> _Challenge_
Return nothing but the lines from the line containing "of the mottled" through the last line of the records, reproduced exactly.

Point labeling examples:
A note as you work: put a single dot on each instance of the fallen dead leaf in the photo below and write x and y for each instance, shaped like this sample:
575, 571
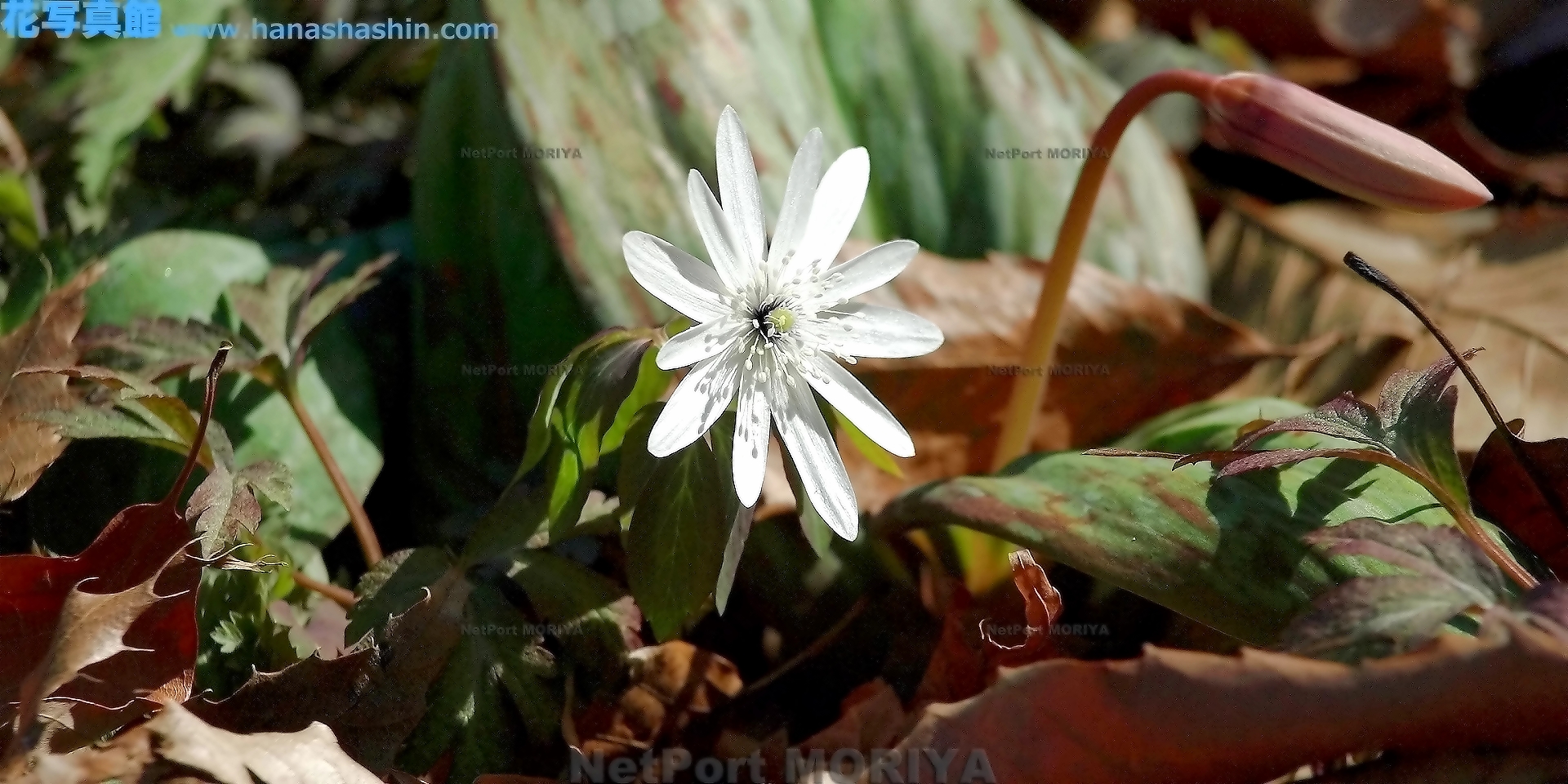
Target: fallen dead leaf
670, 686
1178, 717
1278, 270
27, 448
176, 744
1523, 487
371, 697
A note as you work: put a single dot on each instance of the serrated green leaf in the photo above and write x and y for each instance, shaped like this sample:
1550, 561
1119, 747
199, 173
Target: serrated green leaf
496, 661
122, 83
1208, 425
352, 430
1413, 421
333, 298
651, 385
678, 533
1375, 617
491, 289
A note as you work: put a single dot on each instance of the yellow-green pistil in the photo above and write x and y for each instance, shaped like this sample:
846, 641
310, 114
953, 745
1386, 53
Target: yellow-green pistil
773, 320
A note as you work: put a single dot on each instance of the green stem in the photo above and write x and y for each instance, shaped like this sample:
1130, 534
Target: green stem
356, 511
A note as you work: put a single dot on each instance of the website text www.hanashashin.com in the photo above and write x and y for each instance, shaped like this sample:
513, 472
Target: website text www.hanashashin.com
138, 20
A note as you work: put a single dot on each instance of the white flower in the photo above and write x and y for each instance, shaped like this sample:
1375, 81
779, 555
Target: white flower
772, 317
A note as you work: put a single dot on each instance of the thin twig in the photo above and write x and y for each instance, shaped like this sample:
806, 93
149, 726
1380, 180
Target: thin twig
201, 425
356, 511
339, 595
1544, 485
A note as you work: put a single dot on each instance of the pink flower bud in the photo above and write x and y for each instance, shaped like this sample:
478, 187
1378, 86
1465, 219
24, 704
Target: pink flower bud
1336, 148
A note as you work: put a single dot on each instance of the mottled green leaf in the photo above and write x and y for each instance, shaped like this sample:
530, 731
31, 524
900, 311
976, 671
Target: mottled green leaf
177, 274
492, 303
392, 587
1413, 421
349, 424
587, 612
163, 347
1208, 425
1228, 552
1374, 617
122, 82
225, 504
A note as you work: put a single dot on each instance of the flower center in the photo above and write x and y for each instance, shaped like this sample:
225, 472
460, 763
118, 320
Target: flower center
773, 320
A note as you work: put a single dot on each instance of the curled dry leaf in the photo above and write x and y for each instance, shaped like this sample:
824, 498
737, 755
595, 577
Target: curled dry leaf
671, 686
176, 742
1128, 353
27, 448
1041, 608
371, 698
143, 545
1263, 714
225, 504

> _Exercise response_
A note as you work: put a single dot on each instance of the mottled green leaf in the photo above and write x and y for each instance, shaped like this sample:
530, 731
31, 524
900, 311
976, 671
Target: mottled green leaf
177, 274
492, 303
392, 587
1413, 421
349, 424
587, 612
163, 347
1208, 425
1228, 552
1374, 617
122, 82
225, 504
A note as you work: put a single dot on each instance of the flower center in the photo above and write x and y for each instance, shaped like this sample:
225, 472
460, 763
118, 320
Target: flower center
773, 320
A note as you work: put a single dot on each instance of the curled dry leaf in the photo above and write x and y for each instance, shaped like this sample:
824, 498
737, 755
595, 577
Target: curled dry leaf
671, 686
176, 742
1128, 353
27, 448
1041, 608
371, 698
143, 545
1263, 714
225, 504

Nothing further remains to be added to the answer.